§ TEXT BLOCK:
[start]

For the pdf slides, click here

Concepts in Incomplete Data

Notations

$m$ : number of multiple imputations
$Y$ : data of the sample
- Includes both covariates and response
- Dimension $n \times p$
$R$ : observation indicator matrix, known
- A $n \times p$ 0-1 matrix
- $r_{i j} = 0$ for missing and 1 for observed
$Y_{obs}$ : observed data
$Y_{mis}$ : missing data
$Y = (Y_{obs}, Y_{mis})$ : complete data
$ψ$ : the parameter for the missing mechanism
$θ$ : the parameter for the full data $Y$

Concepts of MCAR, MAR, and MNAR, with notations

Missing completely at random (MCAR) $P (R = 0 ∣ Y_{obs}, Y_{mis}, ψ) = P (R = 0 ∣ ψ)$
Missing at random (MAR) $P (R = 0 ∣ Y_{obs}, Y_{mis}, ψ) = P (R = 0 ∣ Y_{obs}, ψ)$
Missing not at random (MNAR) $P (R = 0 ∣ Y_{obs}, Y_{mis}, ψ) does not simplify$

Ignorable

The missing data mechanism is ignorable for likelihood inference (on $θ$ ), if
1. MAR, and
2. Distinctness: the parameters $θ$ and $ψ$ are independent (from a Bayesian’s view)

[end]

§ LISTED RECORDS:
[start]

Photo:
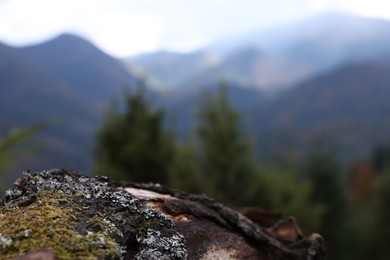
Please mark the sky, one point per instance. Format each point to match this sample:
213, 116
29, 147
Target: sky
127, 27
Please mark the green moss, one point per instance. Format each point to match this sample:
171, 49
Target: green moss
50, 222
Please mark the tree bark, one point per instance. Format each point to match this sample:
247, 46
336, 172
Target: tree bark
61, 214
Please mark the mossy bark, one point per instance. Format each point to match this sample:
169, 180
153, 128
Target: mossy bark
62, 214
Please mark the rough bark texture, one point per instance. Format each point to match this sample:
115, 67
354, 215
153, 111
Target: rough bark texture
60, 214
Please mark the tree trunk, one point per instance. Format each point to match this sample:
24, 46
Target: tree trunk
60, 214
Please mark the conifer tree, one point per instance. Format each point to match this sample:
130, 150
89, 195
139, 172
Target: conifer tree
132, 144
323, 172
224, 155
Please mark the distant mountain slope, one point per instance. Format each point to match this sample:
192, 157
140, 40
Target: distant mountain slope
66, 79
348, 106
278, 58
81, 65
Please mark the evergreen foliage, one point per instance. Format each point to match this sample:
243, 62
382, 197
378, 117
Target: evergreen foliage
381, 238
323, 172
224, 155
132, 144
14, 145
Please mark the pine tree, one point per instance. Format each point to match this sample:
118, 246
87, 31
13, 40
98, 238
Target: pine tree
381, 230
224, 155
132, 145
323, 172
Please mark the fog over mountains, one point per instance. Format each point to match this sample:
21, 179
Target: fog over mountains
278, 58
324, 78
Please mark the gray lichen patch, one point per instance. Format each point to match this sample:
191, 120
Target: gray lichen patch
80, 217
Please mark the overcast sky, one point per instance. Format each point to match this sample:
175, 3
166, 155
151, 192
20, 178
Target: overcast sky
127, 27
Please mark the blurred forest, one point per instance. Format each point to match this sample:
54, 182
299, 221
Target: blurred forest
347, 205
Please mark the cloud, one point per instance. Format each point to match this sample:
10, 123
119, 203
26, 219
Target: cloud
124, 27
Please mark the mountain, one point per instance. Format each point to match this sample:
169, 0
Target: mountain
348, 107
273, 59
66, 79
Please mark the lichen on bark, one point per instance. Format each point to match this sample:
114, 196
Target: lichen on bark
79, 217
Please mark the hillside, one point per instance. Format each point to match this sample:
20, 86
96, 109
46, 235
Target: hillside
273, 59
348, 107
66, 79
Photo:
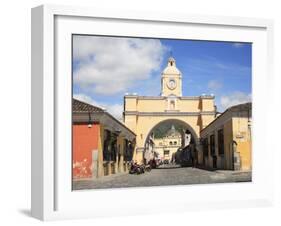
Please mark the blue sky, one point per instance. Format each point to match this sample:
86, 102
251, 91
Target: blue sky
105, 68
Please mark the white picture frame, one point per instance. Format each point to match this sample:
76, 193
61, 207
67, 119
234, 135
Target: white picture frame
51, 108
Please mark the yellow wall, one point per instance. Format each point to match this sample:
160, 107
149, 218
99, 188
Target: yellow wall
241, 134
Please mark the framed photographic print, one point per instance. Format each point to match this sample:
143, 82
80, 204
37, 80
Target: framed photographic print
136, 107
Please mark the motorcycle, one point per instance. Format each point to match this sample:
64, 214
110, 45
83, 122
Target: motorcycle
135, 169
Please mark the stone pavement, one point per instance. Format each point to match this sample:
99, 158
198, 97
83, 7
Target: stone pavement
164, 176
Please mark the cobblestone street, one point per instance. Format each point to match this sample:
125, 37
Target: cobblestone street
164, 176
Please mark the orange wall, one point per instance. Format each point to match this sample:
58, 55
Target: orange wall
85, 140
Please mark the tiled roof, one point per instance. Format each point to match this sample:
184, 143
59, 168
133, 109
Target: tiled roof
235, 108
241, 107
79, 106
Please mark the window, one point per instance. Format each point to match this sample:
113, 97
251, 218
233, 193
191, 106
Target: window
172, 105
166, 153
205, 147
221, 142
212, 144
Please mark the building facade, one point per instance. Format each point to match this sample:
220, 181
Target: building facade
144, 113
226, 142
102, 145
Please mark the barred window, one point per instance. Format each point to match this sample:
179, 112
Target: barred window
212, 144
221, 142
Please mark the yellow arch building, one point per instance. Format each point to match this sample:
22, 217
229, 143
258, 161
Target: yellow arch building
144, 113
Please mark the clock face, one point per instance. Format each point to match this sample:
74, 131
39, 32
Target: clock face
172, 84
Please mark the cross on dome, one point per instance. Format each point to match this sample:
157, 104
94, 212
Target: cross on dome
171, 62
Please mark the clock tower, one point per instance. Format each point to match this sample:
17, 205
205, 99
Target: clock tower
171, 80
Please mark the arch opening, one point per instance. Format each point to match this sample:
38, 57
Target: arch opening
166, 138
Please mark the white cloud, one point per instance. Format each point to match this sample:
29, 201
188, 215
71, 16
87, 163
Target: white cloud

[end]

§ TASK TO COMPLETE: In the notes on incomplete data, rewrite the paragraph beginning "Missing completely at random (MCAR)" as a short list that keeps each formula. Rely on the text on incomplete data and nothing else.

§ RESULT BELOW:
For $P (R = 0 ∣ Y_{obs}, Y_{mis}, ψ)$:
- MCAR: it equals $P (R = 0 ∣ ψ)$.
- MAR: it equals $P (R = 0 ∣ Y_{obs}, ψ)$.
- MNAR: it does not simplify.